■ **RECORDS PROVIDED**
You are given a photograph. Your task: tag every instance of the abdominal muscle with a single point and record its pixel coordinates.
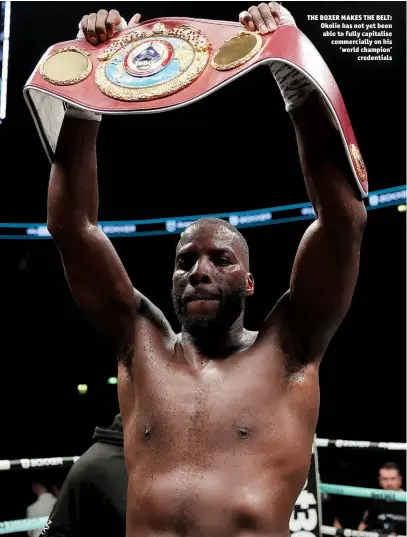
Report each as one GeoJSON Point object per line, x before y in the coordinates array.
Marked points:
{"type": "Point", "coordinates": [226, 500]}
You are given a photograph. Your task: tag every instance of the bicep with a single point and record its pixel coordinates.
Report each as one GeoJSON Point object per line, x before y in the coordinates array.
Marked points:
{"type": "Point", "coordinates": [98, 281]}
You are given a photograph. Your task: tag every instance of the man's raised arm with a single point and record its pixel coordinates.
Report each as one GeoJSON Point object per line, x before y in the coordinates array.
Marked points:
{"type": "Point", "coordinates": [326, 266]}
{"type": "Point", "coordinates": [96, 276]}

■ **YOUR GOAL**
Please shift every point in the entries above by adding 49 to each x and y coordinate in the answers. Reproduce all the lines, requests included, and omit the picture.

■ **TASK ANSWER**
You are given a photograph. Your task: tag every instance of the abdominal muscle with a single point and record its pixel coordinates.
Report each as one GeoJSON Point object per line, x before y in the coordinates array.
Marked points:
{"type": "Point", "coordinates": [275, 549]}
You are given a photograph. Your task: tag every instance of the bicep with a single point and record its pixel coordinates.
Report each as one GeoJSON Point object per line, x before y in the coordinates array.
Marked points:
{"type": "Point", "coordinates": [147, 330]}
You are given a photograph. Your task: tag every instance of the man's raised arm with a single point and record its pixel coordinates.
Report each as one GeoJSON Point object per line, x before y in the coordinates array.
Marked points:
{"type": "Point", "coordinates": [375, 315]}
{"type": "Point", "coordinates": [145, 325]}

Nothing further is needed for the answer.